WHAT TO PRODUCE: Filter the entries down to the lines containing "water", and copy those lines.
----
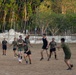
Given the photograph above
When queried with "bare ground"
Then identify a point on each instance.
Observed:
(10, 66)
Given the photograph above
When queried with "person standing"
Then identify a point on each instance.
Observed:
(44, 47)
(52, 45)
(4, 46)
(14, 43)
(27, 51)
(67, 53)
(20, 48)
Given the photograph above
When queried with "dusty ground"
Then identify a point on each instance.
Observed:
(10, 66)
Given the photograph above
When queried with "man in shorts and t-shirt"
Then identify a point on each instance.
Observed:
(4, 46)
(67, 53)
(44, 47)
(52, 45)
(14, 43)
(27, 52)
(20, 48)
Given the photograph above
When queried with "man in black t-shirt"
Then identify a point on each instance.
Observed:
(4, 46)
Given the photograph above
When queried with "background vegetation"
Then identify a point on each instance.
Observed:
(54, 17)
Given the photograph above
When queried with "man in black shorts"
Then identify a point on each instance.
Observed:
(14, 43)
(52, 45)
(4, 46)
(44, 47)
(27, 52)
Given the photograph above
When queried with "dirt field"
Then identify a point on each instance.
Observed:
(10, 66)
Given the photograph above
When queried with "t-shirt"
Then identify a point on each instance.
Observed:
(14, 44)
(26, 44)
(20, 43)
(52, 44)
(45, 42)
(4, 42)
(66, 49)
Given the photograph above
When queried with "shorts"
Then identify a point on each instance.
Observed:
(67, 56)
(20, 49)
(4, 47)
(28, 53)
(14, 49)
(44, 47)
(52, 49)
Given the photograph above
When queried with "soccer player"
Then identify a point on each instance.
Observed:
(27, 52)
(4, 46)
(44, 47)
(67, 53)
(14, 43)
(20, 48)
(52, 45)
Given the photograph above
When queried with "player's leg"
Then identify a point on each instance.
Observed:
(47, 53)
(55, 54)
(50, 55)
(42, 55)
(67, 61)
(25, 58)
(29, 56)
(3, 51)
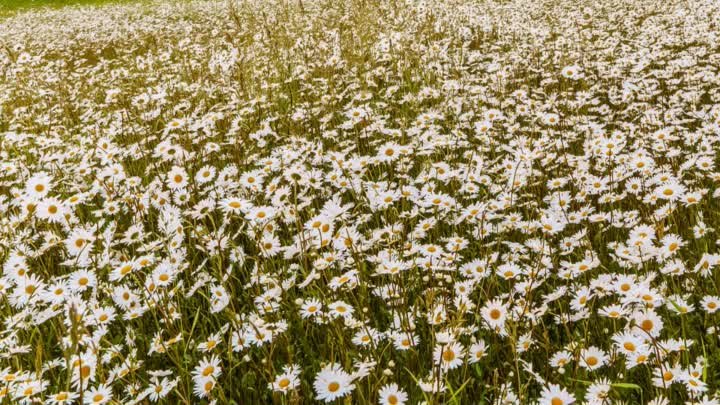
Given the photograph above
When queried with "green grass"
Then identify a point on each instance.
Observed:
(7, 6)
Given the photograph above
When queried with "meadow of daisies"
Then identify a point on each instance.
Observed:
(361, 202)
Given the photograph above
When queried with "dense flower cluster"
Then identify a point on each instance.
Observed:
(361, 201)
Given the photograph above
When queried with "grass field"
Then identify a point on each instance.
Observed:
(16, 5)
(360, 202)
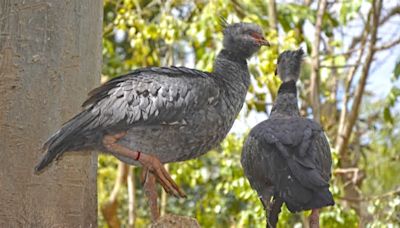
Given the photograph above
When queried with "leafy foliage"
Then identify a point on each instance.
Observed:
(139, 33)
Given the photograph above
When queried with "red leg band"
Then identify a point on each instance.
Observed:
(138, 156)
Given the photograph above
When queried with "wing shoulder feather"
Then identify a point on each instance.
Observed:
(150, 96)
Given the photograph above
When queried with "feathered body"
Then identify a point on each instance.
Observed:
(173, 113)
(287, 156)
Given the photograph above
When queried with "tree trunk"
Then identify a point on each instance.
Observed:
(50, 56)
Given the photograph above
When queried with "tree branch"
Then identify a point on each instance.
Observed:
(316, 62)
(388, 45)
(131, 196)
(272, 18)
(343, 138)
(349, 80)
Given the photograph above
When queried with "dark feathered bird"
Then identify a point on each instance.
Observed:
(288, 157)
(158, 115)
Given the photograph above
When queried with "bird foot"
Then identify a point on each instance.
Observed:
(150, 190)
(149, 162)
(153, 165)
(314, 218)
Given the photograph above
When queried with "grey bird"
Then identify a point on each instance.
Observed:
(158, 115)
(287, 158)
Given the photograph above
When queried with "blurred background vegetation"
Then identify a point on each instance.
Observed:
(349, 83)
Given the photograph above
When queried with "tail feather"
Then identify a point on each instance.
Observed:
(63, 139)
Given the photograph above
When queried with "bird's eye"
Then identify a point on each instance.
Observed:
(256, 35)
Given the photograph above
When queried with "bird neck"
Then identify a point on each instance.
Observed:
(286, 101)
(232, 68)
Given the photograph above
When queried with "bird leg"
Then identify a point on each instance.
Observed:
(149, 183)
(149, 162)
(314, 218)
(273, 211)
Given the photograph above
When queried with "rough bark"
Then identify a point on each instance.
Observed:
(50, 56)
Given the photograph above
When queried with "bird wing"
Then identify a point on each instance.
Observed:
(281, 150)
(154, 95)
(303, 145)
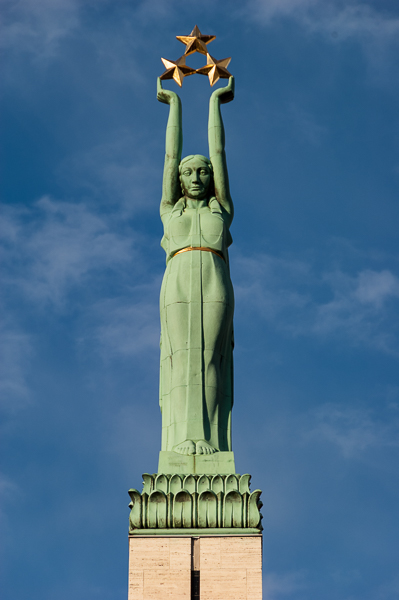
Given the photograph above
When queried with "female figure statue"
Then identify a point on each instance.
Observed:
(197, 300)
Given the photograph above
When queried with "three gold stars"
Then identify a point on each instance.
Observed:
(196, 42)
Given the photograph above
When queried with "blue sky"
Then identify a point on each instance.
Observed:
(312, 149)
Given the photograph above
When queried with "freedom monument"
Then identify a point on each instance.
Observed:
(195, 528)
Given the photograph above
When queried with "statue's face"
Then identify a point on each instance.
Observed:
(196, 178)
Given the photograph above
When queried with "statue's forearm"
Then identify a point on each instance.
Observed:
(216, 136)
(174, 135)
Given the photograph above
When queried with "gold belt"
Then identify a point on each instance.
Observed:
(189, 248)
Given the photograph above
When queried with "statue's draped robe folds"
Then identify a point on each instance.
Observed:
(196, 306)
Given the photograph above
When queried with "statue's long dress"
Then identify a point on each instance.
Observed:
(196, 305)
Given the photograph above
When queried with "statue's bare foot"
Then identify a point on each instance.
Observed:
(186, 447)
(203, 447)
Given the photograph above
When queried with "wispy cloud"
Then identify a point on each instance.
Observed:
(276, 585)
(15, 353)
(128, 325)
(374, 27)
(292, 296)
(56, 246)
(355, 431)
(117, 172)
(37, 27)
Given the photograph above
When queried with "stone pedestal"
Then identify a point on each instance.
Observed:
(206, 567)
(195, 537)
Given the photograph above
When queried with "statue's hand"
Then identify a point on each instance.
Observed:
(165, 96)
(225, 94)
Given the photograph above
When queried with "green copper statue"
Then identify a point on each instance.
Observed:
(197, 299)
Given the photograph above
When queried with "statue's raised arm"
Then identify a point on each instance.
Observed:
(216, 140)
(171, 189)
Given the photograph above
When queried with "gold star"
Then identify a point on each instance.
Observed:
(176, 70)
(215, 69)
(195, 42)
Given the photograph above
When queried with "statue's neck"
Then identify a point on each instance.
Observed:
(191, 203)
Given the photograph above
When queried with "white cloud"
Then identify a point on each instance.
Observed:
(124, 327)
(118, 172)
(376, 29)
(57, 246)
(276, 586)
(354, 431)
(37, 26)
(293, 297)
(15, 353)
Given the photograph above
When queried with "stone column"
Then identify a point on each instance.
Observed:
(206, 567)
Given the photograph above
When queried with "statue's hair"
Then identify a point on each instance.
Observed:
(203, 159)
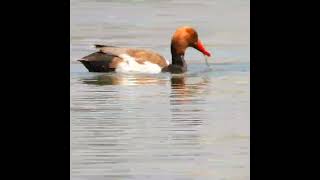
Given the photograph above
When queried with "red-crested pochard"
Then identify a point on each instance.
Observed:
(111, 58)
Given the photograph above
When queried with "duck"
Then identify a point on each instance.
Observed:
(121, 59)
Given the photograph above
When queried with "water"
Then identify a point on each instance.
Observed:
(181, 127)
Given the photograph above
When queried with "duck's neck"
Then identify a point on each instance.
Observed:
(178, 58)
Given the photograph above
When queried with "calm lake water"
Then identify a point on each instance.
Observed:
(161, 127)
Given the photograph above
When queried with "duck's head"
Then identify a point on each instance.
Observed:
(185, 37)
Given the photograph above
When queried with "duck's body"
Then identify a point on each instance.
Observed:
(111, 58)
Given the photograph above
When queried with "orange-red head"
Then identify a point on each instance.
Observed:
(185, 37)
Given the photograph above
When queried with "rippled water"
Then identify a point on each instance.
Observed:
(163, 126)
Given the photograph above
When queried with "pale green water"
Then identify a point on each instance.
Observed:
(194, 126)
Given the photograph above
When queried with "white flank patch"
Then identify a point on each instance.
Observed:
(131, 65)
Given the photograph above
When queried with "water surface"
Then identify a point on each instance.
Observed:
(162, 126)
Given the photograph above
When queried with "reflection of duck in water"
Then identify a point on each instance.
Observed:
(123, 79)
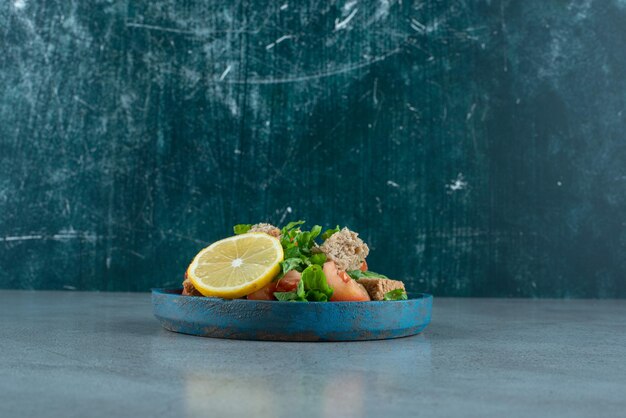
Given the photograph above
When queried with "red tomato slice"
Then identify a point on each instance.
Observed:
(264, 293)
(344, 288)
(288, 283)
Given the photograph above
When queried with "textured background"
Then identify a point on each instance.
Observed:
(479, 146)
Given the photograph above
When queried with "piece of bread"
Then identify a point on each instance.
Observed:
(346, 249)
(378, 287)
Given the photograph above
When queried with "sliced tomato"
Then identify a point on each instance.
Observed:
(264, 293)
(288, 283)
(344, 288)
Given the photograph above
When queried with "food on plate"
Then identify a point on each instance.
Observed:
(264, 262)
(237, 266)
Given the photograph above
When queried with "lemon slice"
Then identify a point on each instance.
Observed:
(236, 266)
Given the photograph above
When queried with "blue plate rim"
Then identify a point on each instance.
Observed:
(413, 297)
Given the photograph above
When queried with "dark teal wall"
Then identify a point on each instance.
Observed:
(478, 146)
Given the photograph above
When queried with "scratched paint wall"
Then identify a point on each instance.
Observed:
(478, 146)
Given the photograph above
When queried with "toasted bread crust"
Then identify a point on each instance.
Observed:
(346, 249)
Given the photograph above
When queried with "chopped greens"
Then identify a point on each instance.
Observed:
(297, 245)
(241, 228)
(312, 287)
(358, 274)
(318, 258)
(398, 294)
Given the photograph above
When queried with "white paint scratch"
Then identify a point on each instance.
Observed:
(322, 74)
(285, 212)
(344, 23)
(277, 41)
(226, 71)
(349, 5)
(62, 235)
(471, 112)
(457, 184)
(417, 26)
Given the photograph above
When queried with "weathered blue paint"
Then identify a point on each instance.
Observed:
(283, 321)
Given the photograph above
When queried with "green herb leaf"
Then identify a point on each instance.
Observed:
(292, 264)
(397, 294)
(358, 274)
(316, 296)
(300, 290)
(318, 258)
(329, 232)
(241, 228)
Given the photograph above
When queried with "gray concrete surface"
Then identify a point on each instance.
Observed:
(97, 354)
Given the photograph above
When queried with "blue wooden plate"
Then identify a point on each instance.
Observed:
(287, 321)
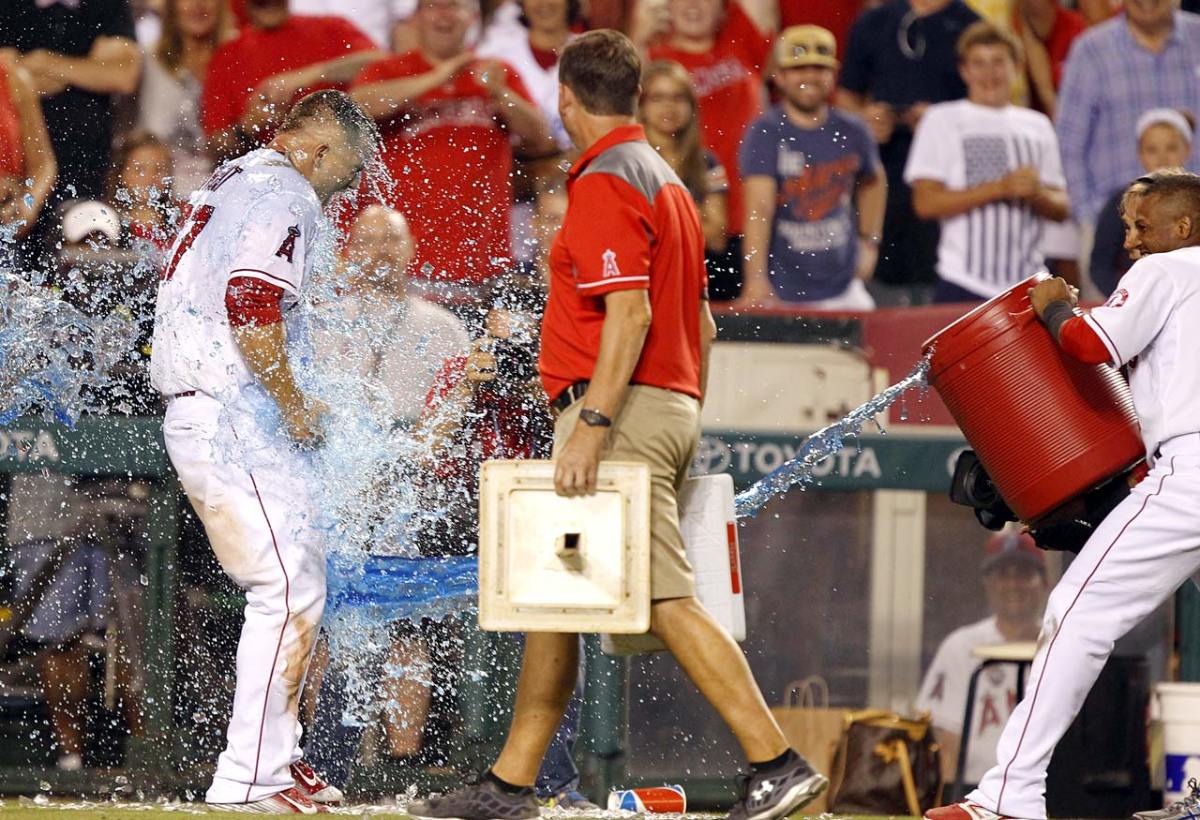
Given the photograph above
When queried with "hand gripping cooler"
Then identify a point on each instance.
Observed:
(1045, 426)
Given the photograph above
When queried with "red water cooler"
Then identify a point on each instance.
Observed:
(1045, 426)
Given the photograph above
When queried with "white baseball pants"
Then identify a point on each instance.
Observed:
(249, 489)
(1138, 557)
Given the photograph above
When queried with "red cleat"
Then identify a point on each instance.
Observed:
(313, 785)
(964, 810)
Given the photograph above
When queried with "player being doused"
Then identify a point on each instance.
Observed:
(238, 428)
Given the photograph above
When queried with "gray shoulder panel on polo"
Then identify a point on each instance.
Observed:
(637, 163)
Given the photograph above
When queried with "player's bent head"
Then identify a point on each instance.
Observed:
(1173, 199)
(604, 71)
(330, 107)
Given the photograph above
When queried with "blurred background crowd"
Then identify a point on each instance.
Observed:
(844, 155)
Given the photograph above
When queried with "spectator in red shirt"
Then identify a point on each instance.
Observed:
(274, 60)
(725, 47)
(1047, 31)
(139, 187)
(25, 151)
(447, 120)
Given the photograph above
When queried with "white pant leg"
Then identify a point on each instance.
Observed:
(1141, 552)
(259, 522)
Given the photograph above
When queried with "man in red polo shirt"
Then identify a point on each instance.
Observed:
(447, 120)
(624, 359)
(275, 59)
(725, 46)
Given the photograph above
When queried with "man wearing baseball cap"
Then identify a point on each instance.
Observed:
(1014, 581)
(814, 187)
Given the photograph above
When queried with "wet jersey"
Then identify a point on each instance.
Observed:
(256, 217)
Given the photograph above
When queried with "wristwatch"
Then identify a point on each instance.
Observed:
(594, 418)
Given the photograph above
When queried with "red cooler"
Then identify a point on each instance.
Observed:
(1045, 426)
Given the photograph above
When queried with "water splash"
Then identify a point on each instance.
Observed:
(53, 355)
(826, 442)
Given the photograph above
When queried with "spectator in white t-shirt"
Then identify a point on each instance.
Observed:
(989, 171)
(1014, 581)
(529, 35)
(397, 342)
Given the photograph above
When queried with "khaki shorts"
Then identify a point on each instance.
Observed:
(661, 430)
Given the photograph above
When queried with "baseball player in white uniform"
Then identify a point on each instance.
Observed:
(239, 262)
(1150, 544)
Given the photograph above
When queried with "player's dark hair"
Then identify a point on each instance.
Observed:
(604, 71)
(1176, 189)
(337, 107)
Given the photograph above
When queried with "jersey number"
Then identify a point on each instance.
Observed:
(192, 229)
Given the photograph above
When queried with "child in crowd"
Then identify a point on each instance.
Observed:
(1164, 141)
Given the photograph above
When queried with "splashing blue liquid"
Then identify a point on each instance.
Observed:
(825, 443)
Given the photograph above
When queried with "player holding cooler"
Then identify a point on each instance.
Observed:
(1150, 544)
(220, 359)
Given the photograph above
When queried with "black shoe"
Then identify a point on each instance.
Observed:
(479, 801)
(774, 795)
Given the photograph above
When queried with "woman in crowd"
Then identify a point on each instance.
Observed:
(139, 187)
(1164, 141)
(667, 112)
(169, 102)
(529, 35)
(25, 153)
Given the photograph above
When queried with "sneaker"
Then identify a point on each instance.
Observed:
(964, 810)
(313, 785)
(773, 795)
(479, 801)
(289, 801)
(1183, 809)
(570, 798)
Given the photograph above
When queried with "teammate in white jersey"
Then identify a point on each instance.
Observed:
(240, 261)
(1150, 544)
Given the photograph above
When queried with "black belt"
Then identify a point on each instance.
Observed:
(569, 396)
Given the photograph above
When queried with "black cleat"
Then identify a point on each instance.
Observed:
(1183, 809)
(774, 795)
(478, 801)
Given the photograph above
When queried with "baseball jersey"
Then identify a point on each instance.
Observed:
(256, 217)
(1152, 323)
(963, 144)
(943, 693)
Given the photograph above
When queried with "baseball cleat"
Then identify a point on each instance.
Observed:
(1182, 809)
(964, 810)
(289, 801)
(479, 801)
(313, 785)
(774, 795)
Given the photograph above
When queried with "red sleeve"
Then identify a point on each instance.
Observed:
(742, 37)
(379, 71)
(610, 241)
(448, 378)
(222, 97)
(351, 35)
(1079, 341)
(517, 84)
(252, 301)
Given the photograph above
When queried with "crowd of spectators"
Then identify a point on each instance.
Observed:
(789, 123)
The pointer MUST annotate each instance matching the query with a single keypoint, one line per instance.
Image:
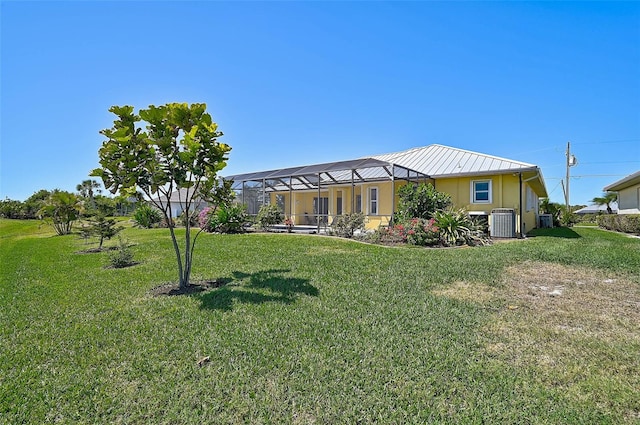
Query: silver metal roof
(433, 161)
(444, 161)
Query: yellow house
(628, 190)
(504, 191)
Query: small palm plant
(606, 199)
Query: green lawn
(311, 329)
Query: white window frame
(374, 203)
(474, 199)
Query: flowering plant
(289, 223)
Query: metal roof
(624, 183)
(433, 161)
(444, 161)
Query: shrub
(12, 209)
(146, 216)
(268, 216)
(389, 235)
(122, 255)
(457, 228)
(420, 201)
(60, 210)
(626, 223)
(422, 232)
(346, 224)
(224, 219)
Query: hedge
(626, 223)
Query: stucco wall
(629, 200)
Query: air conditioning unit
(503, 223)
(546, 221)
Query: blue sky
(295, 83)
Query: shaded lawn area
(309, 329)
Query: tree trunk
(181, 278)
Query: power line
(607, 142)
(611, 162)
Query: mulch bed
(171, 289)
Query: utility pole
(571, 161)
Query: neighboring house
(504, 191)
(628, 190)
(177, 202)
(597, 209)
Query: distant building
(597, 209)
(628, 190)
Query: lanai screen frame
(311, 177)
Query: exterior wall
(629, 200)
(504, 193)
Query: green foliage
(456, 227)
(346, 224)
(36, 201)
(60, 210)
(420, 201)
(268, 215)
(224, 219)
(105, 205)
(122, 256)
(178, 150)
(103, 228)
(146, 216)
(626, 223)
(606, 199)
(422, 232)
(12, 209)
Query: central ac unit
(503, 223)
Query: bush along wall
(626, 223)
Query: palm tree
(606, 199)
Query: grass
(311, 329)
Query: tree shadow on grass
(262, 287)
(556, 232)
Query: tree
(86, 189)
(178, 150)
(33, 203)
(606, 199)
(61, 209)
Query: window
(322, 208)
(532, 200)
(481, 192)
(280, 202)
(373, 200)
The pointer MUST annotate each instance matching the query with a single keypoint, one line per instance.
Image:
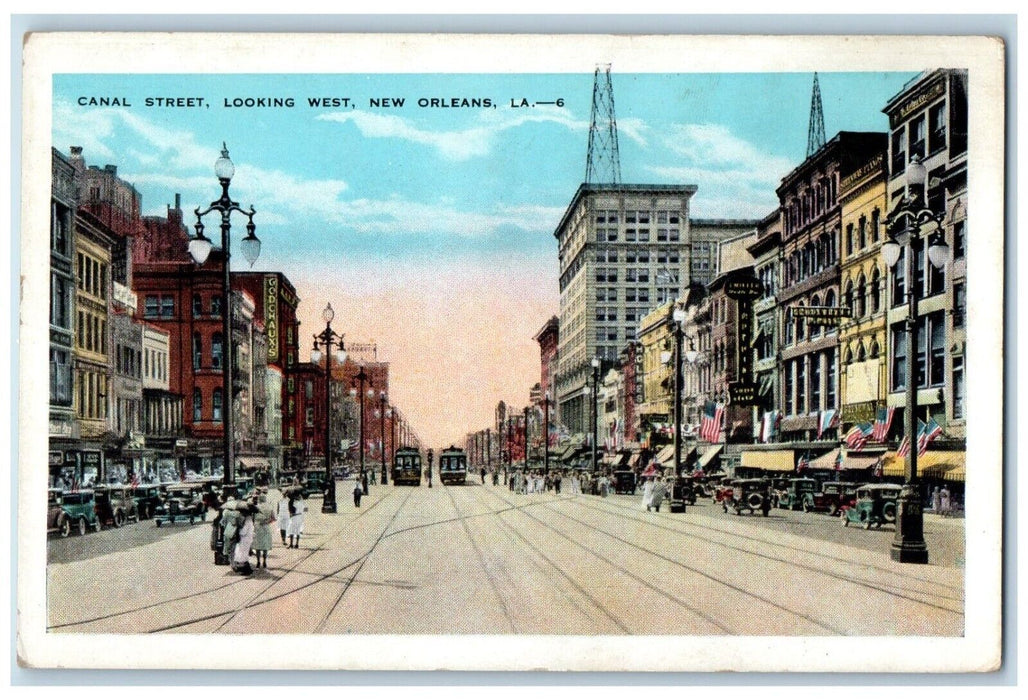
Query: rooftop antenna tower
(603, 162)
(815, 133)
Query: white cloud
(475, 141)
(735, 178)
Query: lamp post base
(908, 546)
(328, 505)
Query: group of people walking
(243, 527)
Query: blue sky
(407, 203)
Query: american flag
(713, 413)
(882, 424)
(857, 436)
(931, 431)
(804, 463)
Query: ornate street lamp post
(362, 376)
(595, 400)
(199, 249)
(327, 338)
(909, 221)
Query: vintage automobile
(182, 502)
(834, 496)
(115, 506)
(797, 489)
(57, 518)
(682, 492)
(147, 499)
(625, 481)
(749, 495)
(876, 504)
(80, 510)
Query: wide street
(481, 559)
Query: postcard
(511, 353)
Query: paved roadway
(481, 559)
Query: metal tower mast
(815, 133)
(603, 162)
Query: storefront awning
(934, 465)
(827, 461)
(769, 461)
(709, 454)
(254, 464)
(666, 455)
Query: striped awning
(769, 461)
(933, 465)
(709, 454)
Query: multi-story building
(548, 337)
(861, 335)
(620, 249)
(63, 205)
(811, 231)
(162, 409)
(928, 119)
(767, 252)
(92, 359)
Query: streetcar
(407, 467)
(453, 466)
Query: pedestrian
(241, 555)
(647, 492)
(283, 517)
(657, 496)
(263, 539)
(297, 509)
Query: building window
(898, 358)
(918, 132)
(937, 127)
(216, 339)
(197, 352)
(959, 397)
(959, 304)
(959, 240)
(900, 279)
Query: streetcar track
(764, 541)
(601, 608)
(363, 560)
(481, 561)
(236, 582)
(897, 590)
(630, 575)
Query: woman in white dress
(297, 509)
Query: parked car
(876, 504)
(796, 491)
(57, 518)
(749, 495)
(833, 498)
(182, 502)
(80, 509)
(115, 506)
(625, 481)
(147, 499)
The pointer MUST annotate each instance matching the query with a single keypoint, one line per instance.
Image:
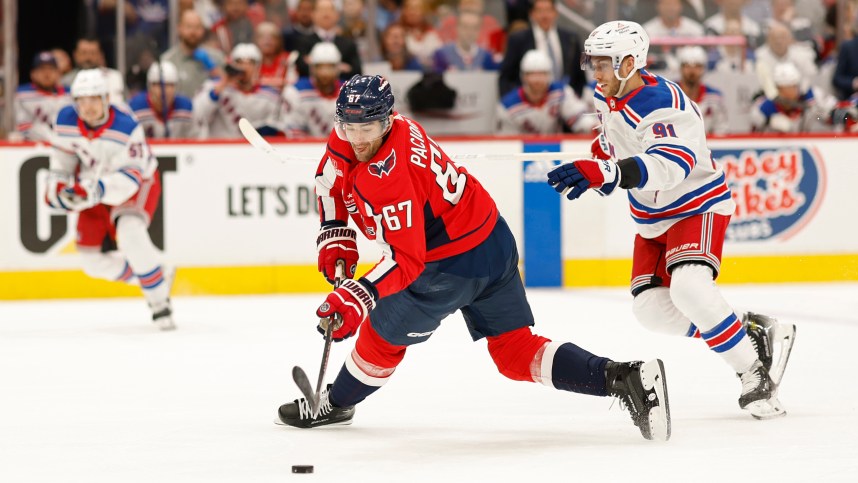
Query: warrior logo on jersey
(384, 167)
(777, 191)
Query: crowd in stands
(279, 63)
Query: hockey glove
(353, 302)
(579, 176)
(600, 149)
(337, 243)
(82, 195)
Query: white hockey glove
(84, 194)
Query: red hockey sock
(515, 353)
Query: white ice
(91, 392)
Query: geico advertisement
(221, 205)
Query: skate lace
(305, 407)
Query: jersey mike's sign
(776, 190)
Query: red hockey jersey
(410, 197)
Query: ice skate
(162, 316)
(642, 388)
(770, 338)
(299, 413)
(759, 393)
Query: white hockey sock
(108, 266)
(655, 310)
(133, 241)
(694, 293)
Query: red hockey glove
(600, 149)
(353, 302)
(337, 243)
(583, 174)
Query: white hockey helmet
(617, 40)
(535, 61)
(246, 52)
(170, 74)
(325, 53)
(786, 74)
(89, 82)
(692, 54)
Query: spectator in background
----
SOLUTION FOR THIS TASK:
When queried with "water"
When queried with "calm lake water"
When queried with "rippled water"
When queried with "pale green water"
When queried with "water surface"
When queried with "reflection of duck in water"
When queried with "red water cooler"
When queried with "water splash"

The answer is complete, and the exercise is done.